[Directions] Print the line containing "contain any excavated" and all lines after it to the end of the records below, exactly as written. No pictures.
*** Opening of Provided records ***
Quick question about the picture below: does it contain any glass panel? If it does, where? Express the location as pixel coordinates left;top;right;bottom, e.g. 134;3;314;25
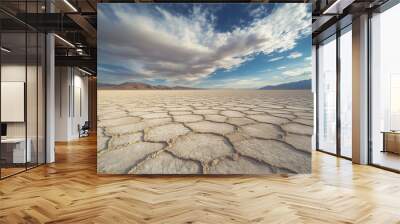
38;33;45;165
27;31;38;169
26;0;39;169
1;30;27;177
318;36;337;154
0;0;46;179
340;28;352;158
371;3;400;171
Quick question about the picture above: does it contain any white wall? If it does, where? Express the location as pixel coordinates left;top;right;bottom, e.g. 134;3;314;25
55;67;70;141
1;65;40;137
1;63;46;164
55;67;89;141
1;65;26;138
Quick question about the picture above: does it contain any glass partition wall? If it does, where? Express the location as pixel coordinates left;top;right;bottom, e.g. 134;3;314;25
317;35;337;155
370;3;400;171
316;26;352;159
0;2;46;179
339;26;352;159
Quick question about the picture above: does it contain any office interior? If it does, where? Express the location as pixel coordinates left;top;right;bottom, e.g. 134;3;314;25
314;1;400;172
0;0;398;178
0;0;399;222
0;0;96;179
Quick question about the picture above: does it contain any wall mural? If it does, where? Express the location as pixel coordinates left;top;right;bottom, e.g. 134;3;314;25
97;3;313;174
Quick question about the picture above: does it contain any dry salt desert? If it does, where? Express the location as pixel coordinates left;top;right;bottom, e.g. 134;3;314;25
97;90;313;175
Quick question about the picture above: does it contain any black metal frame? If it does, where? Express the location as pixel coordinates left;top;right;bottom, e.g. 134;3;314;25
367;10;372;166
315;44;319;151
336;20;341;157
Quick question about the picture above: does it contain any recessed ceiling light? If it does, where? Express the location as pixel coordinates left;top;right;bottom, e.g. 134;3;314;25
54;34;75;48
63;0;78;12
78;67;92;76
323;0;355;15
1;47;11;53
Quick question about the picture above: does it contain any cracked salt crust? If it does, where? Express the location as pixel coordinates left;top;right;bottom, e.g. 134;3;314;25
97;90;313;174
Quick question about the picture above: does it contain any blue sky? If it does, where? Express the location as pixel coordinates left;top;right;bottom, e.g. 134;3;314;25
98;3;312;89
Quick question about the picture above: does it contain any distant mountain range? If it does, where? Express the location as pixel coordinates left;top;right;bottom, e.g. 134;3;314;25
98;80;312;90
98;82;200;90
259;79;311;90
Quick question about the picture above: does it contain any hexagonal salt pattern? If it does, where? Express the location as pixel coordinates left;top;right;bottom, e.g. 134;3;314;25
98;90;313;174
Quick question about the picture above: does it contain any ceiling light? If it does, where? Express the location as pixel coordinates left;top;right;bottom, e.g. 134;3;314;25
1;47;11;53
323;0;355;15
63;0;78;12
54;34;75;48
76;48;85;55
78;67;92;76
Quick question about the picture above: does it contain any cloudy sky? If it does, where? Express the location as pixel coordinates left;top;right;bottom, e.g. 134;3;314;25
98;3;312;89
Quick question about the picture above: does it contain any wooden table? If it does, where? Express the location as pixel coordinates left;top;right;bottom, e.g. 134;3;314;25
381;131;400;154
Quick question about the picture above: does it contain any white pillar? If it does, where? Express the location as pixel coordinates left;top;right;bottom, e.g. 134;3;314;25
55;67;74;141
45;0;55;163
352;14;369;164
46;33;55;163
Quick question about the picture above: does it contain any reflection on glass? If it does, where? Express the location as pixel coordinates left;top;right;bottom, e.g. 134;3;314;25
1;31;27;177
340;28;352;158
0;1;46;178
390;75;400;130
27;31;38;169
318;36;337;154
371;3;400;171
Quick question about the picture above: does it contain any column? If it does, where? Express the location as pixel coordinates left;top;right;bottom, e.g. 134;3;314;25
352;14;369;164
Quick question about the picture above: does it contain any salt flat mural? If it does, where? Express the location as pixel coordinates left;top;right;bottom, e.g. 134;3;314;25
97;3;313;174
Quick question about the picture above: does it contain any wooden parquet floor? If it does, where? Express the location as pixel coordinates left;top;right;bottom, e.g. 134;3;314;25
1;135;400;224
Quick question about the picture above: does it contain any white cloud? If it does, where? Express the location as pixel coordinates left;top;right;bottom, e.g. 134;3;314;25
98;4;311;85
268;56;284;62
206;77;273;89
287;51;303;59
272;76;282;80
278;66;286;70
305;56;312;61
282;67;310;77
250;5;267;18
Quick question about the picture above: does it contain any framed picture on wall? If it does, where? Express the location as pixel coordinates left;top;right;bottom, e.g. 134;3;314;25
97;3;313;175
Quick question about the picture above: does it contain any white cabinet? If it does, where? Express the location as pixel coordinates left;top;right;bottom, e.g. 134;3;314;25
1;138;31;163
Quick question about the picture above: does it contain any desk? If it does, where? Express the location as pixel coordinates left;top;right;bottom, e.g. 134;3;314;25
1;138;31;163
382;131;400;155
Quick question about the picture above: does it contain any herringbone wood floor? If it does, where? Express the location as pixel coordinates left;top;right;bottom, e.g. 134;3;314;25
1;135;400;224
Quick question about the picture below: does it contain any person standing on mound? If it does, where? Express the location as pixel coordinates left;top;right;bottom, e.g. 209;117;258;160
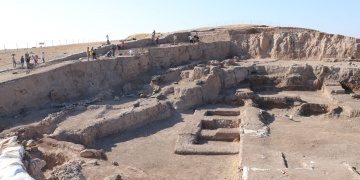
20;56;24;68
106;35;110;44
86;47;91;61
92;48;97;60
155;36;159;44
25;55;31;68
90;47;94;60
41;52;45;63
32;55;39;65
194;32;200;43
112;44;116;57
121;41;125;50
12;54;16;68
25;52;30;66
152;30;156;45
173;34;177;45
189;35;194;43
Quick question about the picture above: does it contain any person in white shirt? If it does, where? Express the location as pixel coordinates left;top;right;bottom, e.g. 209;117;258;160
41;52;45;63
189;35;193;43
173;35;177;45
106;35;110;44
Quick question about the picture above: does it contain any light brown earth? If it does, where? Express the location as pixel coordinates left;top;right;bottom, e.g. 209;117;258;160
236;81;360;180
84;107;240;180
0;25;360;180
0;40;121;71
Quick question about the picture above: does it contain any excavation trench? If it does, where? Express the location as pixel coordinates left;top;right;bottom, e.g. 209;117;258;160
296;103;330;116
1;26;360;179
22;61;354;149
0;67;356;179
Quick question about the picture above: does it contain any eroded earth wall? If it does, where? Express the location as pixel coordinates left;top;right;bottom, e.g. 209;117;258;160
0;42;230;116
196;27;360;60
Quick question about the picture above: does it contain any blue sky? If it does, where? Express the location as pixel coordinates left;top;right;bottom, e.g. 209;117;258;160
0;0;359;48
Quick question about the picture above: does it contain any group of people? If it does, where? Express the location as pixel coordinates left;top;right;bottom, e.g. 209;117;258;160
12;52;45;69
117;41;125;51
154;30;205;46
106;41;127;57
86;40;127;60
172;32;200;45
152;30;160;45
10;32;201;69
10;31;200;69
189;32;200;44
152;30;201;46
86;47;97;60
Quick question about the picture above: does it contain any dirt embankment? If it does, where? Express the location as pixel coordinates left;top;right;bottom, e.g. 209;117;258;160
0;39;230;117
0;26;359;117
197;27;360;60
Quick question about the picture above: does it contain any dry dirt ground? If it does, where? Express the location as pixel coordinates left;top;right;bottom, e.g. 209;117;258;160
240;91;360;180
125;24;258;40
0;40;120;71
1;96;240;179
85;106;240;180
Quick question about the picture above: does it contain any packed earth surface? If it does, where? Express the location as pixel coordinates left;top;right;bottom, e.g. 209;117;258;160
1;25;360;180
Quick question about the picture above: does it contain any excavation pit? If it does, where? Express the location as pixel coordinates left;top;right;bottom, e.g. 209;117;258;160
199;128;240;141
296;103;330;116
201;119;238;130
255;94;302;109
204;110;240;116
1;25;360;179
174;108;240;155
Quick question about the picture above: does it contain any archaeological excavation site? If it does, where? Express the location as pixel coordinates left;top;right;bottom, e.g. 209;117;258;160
1;25;360;180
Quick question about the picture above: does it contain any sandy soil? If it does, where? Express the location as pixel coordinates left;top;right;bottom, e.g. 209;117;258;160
0;40;121;71
124;24;264;41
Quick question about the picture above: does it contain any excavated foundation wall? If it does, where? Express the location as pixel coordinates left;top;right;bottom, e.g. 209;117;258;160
0;41;230;117
248;64;360;91
53;101;171;146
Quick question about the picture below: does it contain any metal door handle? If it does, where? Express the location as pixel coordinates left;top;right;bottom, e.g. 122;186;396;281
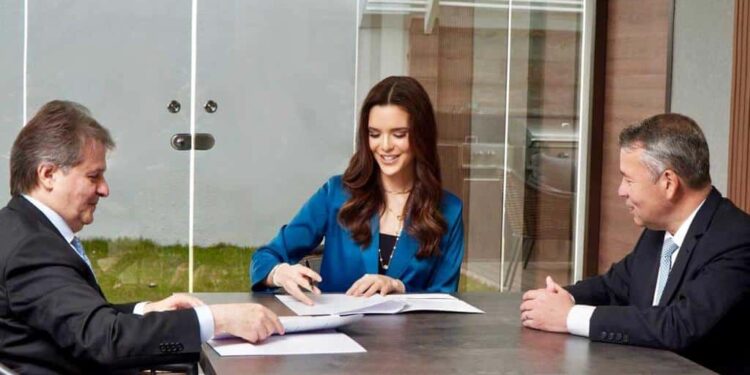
170;133;215;151
204;100;218;113
167;100;181;113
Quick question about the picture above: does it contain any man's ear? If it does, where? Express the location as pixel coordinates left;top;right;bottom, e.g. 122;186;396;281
662;169;681;200
36;163;59;191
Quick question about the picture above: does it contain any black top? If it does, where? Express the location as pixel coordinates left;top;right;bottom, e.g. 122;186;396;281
378;233;398;274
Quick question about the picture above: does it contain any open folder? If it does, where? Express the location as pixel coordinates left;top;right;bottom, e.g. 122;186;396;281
*** Close of Provided records ***
[Result of the exercise]
Quick question about the picture above: does it contain any excavated foundation wall? If it does, where? Express the location as pixel coordinates left;top;right;bottom, e.g. 209;117;258;160
0;41;230;117
248;64;360;91
53;101;171;146
Quick question about the picture below: does it contain any metal door handle? If it does, where? Express the location as pixel coordinates left;top;right;bottom, e.g. 122;186;396;281
170;133;215;151
204;100;218;113
167;100;181;113
Quick question about the picture above: does it contain any man's ear? If it does, where? Express the location as pixel coordinates left;top;right;bottom, e.g. 122;186;396;281
662;169;681;200
36;163;59;191
Quick question about the picture above: does it contain any black top? If it does, where? Express the location as pixel coordinates left;top;right;bottom, e.g. 122;186;396;281
378;233;398;274
Quick question about the picture above: does it contain any open folder? If it does, where? Express the location as pixel coordinates left;top;right;bottom, e.g. 122;186;396;281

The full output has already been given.